▶ **EXERCISE REQUIREMENTS**
Would you please report how many lines of the listing contain "wooden"? Reply with that number only.

▶ **SUPPLIED DATA**
----------
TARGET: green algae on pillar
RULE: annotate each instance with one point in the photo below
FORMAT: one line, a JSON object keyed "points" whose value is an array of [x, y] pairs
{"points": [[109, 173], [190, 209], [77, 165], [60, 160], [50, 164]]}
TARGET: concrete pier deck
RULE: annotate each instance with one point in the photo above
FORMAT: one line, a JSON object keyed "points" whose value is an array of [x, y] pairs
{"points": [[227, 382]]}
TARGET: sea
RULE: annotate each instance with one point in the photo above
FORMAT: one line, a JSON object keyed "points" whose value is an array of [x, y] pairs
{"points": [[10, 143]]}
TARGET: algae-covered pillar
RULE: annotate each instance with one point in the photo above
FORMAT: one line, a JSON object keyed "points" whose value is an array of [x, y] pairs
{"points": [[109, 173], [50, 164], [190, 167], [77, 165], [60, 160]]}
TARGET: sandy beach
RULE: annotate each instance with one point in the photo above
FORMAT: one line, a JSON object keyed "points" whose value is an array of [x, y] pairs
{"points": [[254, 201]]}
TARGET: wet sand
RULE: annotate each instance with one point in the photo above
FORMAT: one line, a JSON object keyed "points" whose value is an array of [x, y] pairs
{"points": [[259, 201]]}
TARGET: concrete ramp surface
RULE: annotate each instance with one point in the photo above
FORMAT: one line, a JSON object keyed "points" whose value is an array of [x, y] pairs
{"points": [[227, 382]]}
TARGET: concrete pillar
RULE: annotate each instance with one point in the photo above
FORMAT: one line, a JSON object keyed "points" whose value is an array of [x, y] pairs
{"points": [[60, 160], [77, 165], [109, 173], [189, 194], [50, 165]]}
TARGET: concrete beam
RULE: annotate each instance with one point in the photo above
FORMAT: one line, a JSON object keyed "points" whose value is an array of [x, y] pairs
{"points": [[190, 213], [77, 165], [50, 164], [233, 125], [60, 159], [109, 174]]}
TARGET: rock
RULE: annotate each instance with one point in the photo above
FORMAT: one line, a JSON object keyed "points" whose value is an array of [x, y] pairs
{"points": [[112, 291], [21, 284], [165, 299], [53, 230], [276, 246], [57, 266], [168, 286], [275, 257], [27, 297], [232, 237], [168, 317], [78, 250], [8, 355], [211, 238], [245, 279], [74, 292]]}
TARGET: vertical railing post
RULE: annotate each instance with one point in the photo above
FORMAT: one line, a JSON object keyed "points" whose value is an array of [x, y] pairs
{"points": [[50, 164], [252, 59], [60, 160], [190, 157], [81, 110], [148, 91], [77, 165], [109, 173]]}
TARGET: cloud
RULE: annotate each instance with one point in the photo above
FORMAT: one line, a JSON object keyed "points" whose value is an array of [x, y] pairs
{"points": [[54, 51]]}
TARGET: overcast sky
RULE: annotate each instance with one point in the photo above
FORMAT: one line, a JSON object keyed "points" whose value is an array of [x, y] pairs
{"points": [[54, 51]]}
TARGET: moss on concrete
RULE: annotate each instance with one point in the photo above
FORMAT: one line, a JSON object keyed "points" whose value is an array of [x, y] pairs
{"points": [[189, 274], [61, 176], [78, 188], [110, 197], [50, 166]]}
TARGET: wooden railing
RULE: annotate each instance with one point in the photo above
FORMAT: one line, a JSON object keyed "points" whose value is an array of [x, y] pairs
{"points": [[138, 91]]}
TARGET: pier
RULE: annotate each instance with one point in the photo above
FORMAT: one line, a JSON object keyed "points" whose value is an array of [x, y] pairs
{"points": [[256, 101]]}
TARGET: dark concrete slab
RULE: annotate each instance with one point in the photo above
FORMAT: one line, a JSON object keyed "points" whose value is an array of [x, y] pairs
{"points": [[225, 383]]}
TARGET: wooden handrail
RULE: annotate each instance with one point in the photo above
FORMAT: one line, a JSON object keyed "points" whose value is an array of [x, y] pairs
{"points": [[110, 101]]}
----------
▶ **RESPONSE**
2